▸ Exercise description
Without omitting anything, copy the data exactly.

----

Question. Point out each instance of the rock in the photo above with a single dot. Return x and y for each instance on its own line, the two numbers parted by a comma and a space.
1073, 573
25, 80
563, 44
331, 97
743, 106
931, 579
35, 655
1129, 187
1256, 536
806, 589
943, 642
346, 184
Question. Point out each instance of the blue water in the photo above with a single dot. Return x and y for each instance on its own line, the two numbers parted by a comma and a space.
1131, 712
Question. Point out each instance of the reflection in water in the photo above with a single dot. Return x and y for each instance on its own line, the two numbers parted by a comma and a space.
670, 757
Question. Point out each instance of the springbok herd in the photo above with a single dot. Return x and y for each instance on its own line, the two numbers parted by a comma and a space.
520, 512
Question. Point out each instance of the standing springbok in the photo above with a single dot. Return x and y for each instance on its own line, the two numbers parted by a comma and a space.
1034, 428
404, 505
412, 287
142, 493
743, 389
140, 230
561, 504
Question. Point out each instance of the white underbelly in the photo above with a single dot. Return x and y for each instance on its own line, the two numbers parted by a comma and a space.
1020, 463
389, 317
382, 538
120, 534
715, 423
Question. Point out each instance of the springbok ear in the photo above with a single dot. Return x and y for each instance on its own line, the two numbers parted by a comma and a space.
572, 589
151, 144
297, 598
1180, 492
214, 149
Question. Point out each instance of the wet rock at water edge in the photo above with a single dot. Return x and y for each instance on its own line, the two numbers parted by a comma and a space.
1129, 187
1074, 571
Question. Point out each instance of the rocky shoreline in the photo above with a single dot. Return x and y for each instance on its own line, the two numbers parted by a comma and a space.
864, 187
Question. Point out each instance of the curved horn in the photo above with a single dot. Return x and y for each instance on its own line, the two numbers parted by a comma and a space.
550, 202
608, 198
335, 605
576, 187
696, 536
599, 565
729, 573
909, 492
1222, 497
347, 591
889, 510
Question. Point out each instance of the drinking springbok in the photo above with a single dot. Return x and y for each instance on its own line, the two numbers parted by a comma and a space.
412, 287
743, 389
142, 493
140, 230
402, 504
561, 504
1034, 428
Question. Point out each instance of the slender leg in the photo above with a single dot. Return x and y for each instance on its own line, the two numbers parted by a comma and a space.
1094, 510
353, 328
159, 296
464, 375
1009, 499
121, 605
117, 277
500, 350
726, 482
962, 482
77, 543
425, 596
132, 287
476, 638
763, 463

----

▸ Response to the task
Question. Point out each instance of the rock in the photo above with a single dot. Return x and y for each instance on its own line, the two numbers parted by a comma and a space.
1073, 573
25, 80
563, 44
331, 97
743, 106
931, 579
35, 655
1129, 187
1256, 536
806, 589
943, 642
346, 184
Question. Point out each instance of the blue water in the photo above with a single dot. Return x and y for each instance on its own line, the two numbers parted by a comma and a space.
1131, 712
Question. Point out each instance of the reflection in water in the photo above with a single dot. Return x and y for each instance on its own line, the two numbers parted by a comma and a space.
670, 757
Question. Point out each instance of the springbok herd in the photo above with a single dot. Return x and y for each instance on its own line, the two numbers parted by a comma and a space.
520, 512
Question. Point out each instance of the standing springbok in the photo above with a single dot. Return x and y for each instance on its own line, the two numbers parted by a comma and a space.
1034, 428
404, 505
412, 287
142, 493
743, 389
140, 230
561, 504
Question. Point out each instance of the white underbelly in the photo above with a single dot. Return x and y for each instance on its own line, the two numbers parted by a comma and a space.
1020, 463
389, 317
382, 538
120, 534
715, 423
Question. Point out each instance of the springbok ear in the photo above with a single dot. Return x and y for each instance on its own line, the two numbers parted by a comma and a space.
572, 589
151, 144
297, 598
1180, 492
214, 149
Question. Point out each instance of the wet rock at water edge in the photo above with a single dot. Return x and y for each instance on its own line, the two numbers parted by a comma and a space.
1129, 187
1074, 571
Question. Point out each instance of the rocky shoreline in the photo above with a single dot. Return x and y for each instance on its own line, the two numbers parted by a comma and a space.
864, 187
Question. Point out each instance of the curved horn in the photo above with a single dot. Return x and y for each instance on its own line, the two numbers parted by a comma and a space.
550, 202
608, 198
335, 605
576, 187
696, 536
599, 565
729, 573
909, 492
1222, 497
347, 591
889, 510
Question. Point out each instance of the drinking springbok in the photo above with a single dot. Return x and y for each instance on its own line, the two numbers parted by a comma and a space.
412, 287
743, 389
142, 493
140, 230
402, 504
561, 504
1034, 428
Question. Point out each instance of the slender leg in the photo above with a single dot. Return x and y for each instance on its own line, the two numbers parted by a comma and a space.
1094, 510
353, 328
159, 296
464, 375
1009, 499
121, 605
117, 277
500, 350
726, 482
962, 482
77, 543
425, 596
132, 287
476, 638
763, 463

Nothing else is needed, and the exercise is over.